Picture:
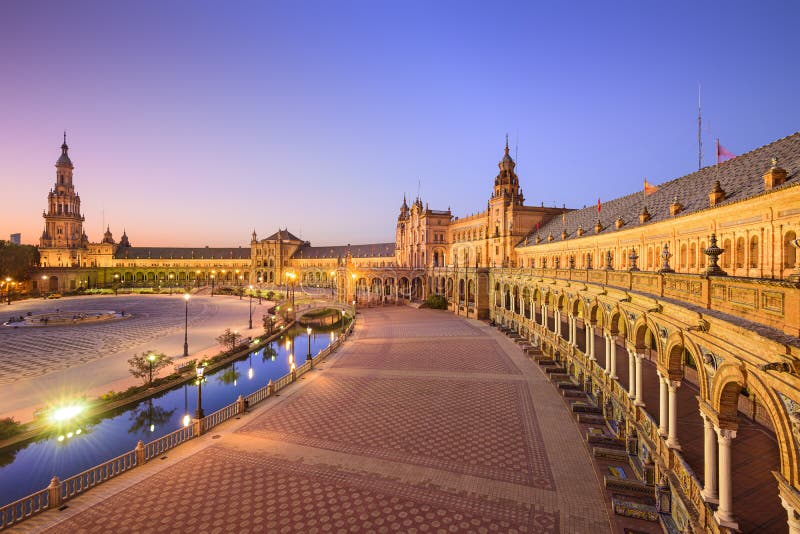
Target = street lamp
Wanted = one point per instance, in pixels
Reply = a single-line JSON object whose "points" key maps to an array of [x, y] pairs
{"points": [[199, 413], [308, 331], [151, 358], [186, 298], [250, 323]]}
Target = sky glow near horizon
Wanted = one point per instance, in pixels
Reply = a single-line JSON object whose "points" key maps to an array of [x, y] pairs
{"points": [[193, 123]]}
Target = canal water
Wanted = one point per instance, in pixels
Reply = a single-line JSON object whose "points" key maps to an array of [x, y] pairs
{"points": [[80, 446]]}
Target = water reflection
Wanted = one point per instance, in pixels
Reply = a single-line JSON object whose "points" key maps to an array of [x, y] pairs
{"points": [[148, 416], [80, 444]]}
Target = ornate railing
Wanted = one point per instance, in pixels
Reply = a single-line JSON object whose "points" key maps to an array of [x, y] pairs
{"points": [[774, 303], [25, 508], [163, 444], [98, 474]]}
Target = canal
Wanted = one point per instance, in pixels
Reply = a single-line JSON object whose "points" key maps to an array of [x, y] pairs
{"points": [[73, 449]]}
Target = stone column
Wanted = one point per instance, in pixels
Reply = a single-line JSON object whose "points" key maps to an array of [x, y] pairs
{"points": [[793, 520], [724, 513], [570, 318], [672, 439], [613, 357], [710, 470], [631, 375], [662, 406], [639, 401]]}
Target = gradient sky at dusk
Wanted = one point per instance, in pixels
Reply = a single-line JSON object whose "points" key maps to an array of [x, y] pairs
{"points": [[191, 123]]}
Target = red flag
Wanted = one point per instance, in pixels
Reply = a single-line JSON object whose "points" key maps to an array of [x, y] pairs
{"points": [[649, 188], [723, 154]]}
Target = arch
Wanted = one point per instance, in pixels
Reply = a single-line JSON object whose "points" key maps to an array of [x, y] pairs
{"points": [[789, 252], [727, 384], [754, 252], [645, 335]]}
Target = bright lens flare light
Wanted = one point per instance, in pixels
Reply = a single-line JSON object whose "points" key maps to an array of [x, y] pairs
{"points": [[65, 413]]}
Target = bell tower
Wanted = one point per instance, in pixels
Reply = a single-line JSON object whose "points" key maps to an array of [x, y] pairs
{"points": [[63, 236]]}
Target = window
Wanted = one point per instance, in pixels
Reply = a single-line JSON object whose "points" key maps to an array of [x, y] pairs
{"points": [[739, 253], [726, 256], [789, 252]]}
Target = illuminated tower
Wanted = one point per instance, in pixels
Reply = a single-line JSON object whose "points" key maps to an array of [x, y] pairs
{"points": [[63, 238]]}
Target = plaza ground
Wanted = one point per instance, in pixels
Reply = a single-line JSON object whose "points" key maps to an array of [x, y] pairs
{"points": [[41, 364], [422, 422]]}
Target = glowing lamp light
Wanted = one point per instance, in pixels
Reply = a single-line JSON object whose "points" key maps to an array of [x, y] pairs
{"points": [[65, 413]]}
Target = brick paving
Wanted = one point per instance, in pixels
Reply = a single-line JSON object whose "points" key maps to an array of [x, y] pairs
{"points": [[357, 447]]}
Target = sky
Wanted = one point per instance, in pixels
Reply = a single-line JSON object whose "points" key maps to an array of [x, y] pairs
{"points": [[194, 123]]}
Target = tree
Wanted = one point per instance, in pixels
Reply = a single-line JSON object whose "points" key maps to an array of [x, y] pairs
{"points": [[268, 321], [147, 363], [229, 339], [17, 260]]}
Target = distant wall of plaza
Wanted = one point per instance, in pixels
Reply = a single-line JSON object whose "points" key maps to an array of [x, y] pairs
{"points": [[726, 346]]}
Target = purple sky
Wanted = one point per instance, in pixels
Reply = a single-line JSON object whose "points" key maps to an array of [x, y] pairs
{"points": [[192, 123]]}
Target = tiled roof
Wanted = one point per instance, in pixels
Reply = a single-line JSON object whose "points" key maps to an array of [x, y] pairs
{"points": [[740, 178], [285, 235], [374, 250], [167, 253]]}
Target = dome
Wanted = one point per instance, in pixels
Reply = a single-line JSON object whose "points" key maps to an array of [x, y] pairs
{"points": [[63, 160]]}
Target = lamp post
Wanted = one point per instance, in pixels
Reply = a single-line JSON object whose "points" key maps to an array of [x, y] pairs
{"points": [[199, 413], [250, 323], [151, 358], [186, 298]]}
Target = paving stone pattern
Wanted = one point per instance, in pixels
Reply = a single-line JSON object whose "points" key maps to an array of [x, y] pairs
{"points": [[357, 447]]}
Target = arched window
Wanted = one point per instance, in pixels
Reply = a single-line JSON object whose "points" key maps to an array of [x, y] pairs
{"points": [[726, 256], [754, 252], [789, 252], [739, 254]]}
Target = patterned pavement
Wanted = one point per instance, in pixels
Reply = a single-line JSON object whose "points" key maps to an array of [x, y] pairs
{"points": [[440, 439]]}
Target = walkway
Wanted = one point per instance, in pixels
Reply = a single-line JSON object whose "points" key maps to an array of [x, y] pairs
{"points": [[423, 422]]}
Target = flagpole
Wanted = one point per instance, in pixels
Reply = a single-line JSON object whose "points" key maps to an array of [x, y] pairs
{"points": [[699, 129]]}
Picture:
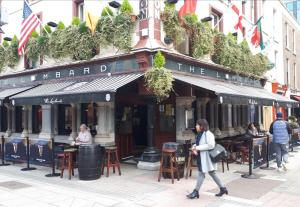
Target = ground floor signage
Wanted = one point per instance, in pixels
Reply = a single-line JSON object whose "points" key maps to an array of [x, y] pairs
{"points": [[15, 150]]}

———

Write out the entire listing above word for word, but leave out the pictures.

Picture:
Target = street lamp
Wanted = one point per instance, in pixels
Reply = a single-line JSON object whose "points" key maps to an array of [x, y] pairs
{"points": [[199, 413], [308, 331], [151, 358], [186, 298], [250, 323]]}
Target = sky glow near horizon
Wanted = one point per instance, in pixels
Reply = a single-line JSON object whose "points" key maps to an array of [x, y] pairs
{"points": [[193, 123]]}
Target = canal water
Wanted = one point per instance, in pixels
Reply = a single-line JSON object whose "points" key maps to an array of [x, y] pairs
{"points": [[80, 446]]}
Target = water reflection
Wanted = one point per instance, in pixels
Reply = a single-line JSON object whose "points" key maps to an array of [x, y] pairs
{"points": [[148, 416], [80, 444]]}
Target = ornate railing
Wanted = one point per instance, in pixels
Reply = a single-line JSON object whose "points" key maps to an array of [x, y] pairs
{"points": [[774, 303], [25, 508], [163, 444], [98, 474]]}
Target = canal
Wanted = one point per instance, in pixels
Reply = a single-line JSON object whose "points" key maps to an array of [x, y] pairs
{"points": [[73, 449]]}
Target = stone column
Wanted = one point per instance, in pixels
Reply = a single-line JSON object whose "points" key maps to an array of [x, y] pairs
{"points": [[793, 520], [724, 513], [570, 318], [672, 439], [613, 357], [710, 470], [631, 375], [662, 406], [639, 401]]}
Target = gradient sky at dusk
Wanted = one point per instance, in pixels
Reply = a single-line JSON object whose "points" key maps to an array of [x, y] pairs
{"points": [[191, 123]]}
Target = red flag
Wanted = one point per instance, in pixels
Reply = a single-line JSON object whose "points" key maps to an array of [x, y] pairs
{"points": [[649, 188], [723, 154]]}
Target = arch
Wanted = one point per instance, in pixels
Reply = a single-line JSON object whose "points" key maps to an array of [x, y] pairs
{"points": [[789, 252], [727, 384], [754, 252], [645, 335]]}
Target = bright lens flare light
Wanted = one point per instance, in pixels
Reply = a single-line JSON object whose "points" key maps to an array of [x, y] pairs
{"points": [[65, 413]]}
Target = bell tower
Wanted = one point per instance, in pixels
Reply = a single-line JSON object whose "points" key maps to an array of [x, y] pairs
{"points": [[63, 236]]}
Target = window
Wanted = one point per instance, in pixels
Reply = a single-line JSON object whose "points" key maps to an array of [x, y] pairs
{"points": [[739, 253], [726, 256], [789, 252]]}
Target = illuminated tower
Wanted = one point per instance, in pixels
Reply = a single-line JSON object whose "points" key maps to an array of [x, y] pairs
{"points": [[63, 238]]}
Target = plaza ground
Wanted = one point per instance, in pixels
Reply = a single-line JSON object whose "points" key maps to an array of [x, y] pairs
{"points": [[41, 364], [422, 422]]}
Target = glowing lamp light
Wanted = one point per instance, in pixels
Reply = a single-line JSON object whose "points" key maps to an array of [x, y] pairs
{"points": [[65, 413]]}
Target = brick paving
Wanted = one point per instance, in pixels
Reply = a single-line JSON object whose "points" key maps to an array of [x, y] pairs
{"points": [[357, 447]]}
Target = sky
Wanted = one point per instance, in pixels
Reply = a single-line JSON object whose "points" key maps to an array of [x, y] pairs
{"points": [[194, 123]]}
Target = tree
Wanted = one point per instance, in pixels
Reply = a single-line JSON object whose "points" key maps to an array of [x, y] pairs
{"points": [[268, 321], [147, 363], [229, 339], [17, 260]]}
Target = distant wall of plaza
Wanted = one point per instance, in pixels
Reply = a single-line JSON object whose "points" key maps to an array of [x, y] pairs
{"points": [[726, 346]]}
Target = purple sky
Wanted = one point per instance, in pixels
Reply = a single-line JSON object whose "points" key maps to an array of [x, y] pairs
{"points": [[192, 123]]}
Target = tiled roof
Wanted = one point per instance, in pixels
Reply = a single-line JSON object whose "points" key maps to an array of [x, y] pairs
{"points": [[740, 178], [285, 235], [374, 250], [167, 253]]}
Target = dome
Wanted = one point per instance, in pixels
Reply = a single-line JSON object whose "points" key maps to an array of [x, y] pairs
{"points": [[63, 160]]}
Target = lamp post
Wanted = one point per instance, in pixels
Reply = a single-line JSON object whose "points" key maps to an array of [x, y] pairs
{"points": [[199, 413], [250, 323], [151, 358], [186, 298]]}
Target = paving stone pattern
Wanted = one point per instance, in pixels
Reply = a single-line JSON object whose "points" key maps to an array of [x, y] pairs
{"points": [[357, 447]]}
Target = arched window
Wanted = one point per instance, in pixels
Reply = a single-line JSON object whose "points" key maps to an array of [x, y] pairs
{"points": [[726, 256], [754, 252], [789, 252], [739, 254]]}
Target = patterned pavement
Wanted = one point per instance, in pixels
Reply = a single-line JSON object whose "points" key maps to an array of [x, y] pairs
{"points": [[440, 439]]}
Target = walkway
Wanted = one point per instance, in pixels
Reply = a single-line JSON object whose "points" key maps to an array of [x, y] pairs
{"points": [[423, 422]]}
Target = flagpole
Wanted = one point per instance, in pixels
Reply = a single-line JSON object whose "points" key maps to an array of [x, y] pairs
{"points": [[699, 129]]}
Picture:
Target = ground floor signage
Wanted = one point per instance, in pixels
Reply = a single-line JSON object whose "points" key maps to an array of [x, y] pairs
{"points": [[15, 150]]}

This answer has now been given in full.